START Data extract

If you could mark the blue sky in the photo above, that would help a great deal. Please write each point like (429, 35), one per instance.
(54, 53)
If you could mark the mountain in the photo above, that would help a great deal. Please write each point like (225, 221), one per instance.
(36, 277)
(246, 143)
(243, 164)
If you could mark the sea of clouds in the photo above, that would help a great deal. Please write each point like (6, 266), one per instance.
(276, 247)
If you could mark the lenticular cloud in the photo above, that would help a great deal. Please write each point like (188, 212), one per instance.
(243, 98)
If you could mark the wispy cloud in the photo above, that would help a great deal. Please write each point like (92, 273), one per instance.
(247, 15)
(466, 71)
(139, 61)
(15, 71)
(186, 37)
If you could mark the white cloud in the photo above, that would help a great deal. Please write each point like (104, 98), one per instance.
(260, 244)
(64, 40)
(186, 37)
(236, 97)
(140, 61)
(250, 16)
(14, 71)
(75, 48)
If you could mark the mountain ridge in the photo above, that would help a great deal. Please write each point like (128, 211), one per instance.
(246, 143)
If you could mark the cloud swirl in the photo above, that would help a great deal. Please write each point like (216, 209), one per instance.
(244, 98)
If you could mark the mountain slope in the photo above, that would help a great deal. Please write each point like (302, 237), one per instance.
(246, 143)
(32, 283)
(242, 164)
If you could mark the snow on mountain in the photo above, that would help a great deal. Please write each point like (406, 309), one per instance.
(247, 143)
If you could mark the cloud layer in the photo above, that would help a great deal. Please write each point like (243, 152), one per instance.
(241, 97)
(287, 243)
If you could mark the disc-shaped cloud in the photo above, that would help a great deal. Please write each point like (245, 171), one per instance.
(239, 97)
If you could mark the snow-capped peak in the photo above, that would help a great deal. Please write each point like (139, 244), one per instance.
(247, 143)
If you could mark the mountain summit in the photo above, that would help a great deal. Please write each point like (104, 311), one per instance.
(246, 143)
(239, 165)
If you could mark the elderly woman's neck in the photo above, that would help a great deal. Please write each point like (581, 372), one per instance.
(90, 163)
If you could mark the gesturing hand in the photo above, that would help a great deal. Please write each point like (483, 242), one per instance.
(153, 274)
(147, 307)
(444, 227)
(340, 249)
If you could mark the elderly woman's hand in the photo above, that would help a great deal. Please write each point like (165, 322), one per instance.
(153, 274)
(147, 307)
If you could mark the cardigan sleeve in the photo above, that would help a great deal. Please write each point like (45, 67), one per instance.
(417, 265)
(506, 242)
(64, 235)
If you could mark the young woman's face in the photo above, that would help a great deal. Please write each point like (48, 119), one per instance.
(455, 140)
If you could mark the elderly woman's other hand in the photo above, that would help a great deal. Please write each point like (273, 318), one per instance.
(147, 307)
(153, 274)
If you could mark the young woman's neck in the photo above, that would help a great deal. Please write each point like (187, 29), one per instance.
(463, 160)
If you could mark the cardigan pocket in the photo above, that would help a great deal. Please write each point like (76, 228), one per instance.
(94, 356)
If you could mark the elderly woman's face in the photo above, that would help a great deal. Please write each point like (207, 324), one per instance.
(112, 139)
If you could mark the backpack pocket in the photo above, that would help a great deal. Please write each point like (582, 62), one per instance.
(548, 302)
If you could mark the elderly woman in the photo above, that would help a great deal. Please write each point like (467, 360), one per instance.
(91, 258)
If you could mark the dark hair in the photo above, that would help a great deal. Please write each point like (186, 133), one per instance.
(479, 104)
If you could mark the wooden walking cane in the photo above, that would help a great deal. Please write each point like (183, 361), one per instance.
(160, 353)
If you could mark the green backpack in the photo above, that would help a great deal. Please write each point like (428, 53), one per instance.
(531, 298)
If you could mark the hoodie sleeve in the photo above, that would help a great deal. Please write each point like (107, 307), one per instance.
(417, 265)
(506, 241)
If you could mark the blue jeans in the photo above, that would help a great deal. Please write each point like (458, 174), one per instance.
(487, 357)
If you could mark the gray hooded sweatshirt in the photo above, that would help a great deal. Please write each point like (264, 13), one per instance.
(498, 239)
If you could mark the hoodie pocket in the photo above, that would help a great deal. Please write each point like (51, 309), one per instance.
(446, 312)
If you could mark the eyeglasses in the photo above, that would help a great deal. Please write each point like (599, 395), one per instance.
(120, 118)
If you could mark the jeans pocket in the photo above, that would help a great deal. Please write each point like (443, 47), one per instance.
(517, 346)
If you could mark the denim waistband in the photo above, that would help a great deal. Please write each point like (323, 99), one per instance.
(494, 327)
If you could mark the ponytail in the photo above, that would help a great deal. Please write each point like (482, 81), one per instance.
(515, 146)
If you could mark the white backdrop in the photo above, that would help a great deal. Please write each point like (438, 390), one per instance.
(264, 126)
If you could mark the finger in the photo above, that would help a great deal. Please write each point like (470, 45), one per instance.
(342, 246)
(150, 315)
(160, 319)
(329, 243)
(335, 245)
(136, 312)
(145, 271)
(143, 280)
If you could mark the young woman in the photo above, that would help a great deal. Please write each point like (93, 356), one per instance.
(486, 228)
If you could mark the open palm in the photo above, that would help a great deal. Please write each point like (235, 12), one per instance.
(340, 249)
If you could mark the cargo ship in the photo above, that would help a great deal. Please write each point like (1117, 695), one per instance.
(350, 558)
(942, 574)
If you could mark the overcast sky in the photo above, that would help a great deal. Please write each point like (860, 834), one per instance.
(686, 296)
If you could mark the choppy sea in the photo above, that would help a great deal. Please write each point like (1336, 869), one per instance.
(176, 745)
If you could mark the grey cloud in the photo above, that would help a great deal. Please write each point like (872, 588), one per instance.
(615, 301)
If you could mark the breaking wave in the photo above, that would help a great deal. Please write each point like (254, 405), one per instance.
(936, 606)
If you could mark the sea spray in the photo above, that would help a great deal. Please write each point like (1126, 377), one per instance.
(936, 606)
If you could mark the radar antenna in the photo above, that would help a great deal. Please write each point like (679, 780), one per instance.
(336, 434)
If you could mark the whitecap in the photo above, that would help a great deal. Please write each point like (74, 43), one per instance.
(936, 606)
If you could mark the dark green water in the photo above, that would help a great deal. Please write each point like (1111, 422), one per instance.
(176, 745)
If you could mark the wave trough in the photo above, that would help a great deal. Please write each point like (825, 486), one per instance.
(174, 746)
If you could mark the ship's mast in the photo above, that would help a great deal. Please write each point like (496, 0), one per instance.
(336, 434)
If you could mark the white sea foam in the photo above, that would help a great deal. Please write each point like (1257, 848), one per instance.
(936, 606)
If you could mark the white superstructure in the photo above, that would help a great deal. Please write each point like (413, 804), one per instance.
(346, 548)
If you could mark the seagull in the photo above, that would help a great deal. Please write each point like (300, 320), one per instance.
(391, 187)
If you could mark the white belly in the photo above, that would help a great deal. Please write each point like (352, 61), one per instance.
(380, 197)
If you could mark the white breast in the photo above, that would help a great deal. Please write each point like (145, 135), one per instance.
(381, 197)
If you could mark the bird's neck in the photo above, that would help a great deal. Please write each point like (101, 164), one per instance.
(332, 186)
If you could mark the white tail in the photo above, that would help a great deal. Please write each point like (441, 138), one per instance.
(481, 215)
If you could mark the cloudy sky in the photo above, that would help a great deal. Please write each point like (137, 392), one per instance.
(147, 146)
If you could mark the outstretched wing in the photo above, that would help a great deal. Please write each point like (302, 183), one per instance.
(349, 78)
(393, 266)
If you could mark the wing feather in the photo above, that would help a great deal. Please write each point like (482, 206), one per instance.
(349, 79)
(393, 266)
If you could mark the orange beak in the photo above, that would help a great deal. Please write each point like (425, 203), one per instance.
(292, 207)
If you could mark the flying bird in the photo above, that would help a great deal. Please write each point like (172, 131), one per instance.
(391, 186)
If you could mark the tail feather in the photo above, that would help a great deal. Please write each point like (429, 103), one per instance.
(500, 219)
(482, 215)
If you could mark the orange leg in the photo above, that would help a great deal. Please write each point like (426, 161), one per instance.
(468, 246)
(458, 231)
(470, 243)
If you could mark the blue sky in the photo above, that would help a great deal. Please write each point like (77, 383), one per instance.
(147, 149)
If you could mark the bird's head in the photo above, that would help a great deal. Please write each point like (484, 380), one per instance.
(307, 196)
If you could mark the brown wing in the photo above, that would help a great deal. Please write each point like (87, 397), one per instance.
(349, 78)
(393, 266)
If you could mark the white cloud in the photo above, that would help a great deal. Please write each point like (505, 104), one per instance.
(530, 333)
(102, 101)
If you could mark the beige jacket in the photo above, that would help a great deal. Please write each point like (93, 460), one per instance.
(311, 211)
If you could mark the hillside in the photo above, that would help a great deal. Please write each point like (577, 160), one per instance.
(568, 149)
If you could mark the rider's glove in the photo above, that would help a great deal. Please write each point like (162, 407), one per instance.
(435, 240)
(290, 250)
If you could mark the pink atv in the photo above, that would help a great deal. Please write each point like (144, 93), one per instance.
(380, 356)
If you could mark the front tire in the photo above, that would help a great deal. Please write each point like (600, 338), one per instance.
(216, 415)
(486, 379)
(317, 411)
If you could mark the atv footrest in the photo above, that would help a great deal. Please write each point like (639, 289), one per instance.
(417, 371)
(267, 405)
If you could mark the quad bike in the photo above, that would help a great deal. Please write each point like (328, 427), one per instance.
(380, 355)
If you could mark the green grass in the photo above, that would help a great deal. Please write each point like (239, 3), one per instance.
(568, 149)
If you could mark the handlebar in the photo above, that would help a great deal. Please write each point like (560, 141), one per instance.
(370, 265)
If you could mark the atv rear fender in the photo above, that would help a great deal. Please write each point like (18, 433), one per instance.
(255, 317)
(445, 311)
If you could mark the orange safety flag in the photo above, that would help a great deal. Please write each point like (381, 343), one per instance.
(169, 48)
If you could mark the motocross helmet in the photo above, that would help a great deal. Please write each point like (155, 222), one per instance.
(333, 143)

END Data extract

* What to do
Your task is to reproduce, exactly and exclusively, the lines from the one holding "If you could mark the quad" through the final line of the listing.

* Worked solution
If you could mark the quad bike in the photo above, that would help a great deal. Please write each point like (328, 427), one per instance.
(380, 355)
If you could mark the green grass in the photo above, that would help a great deal. Please write each point like (239, 3), one per instance.
(568, 149)
If you could mark the handlebar in the photo above, that would help a great deal. Please write each point like (560, 141), one per instance.
(370, 265)
If you could mark the atv rear fender in the photo above, that would help a great deal. Please write each point like (18, 433), one per instance.
(255, 317)
(445, 311)
If you could mark the orange safety flag in the photo above, that would help a great deal. Please write each point like (381, 343), one per instance.
(169, 48)
If you could mark the motocross helmet in the photo above, that would help a great deal. Please write each point like (155, 222), one per instance.
(333, 143)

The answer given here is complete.